*RECORD EXCERPTS*
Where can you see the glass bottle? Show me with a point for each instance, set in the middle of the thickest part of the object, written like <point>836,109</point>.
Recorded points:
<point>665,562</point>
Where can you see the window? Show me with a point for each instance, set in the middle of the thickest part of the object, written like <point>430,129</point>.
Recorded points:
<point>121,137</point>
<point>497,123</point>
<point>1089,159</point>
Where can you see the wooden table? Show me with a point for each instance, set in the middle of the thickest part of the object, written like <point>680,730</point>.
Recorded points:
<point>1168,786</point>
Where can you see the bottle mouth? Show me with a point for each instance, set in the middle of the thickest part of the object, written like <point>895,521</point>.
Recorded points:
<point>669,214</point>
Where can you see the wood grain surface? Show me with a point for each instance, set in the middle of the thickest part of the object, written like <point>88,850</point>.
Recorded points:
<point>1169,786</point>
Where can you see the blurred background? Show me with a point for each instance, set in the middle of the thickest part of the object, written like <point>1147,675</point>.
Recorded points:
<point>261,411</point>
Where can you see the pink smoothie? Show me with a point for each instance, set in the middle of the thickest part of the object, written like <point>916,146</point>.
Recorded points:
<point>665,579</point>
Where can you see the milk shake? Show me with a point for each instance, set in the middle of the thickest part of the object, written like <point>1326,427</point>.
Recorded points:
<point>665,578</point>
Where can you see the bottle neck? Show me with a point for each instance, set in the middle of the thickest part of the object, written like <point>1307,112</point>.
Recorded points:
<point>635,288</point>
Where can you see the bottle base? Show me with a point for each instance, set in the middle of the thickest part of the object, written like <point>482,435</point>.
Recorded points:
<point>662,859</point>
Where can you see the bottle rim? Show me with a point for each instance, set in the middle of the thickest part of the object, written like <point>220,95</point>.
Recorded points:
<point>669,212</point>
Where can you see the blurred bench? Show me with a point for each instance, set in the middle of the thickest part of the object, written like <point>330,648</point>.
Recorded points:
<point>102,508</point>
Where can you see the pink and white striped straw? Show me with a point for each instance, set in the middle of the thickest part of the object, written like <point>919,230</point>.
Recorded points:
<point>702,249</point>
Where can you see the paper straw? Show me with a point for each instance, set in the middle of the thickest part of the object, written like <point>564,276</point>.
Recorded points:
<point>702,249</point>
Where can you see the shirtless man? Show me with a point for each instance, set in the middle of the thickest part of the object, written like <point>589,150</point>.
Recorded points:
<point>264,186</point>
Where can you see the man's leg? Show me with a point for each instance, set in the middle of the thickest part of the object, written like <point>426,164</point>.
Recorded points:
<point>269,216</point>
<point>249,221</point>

*WHAT TO WORK ON*
Each line with the string "bottle" counts once; report how many such lines the material has, as a bare number.

*RESULT OF THE EXERCISE*
5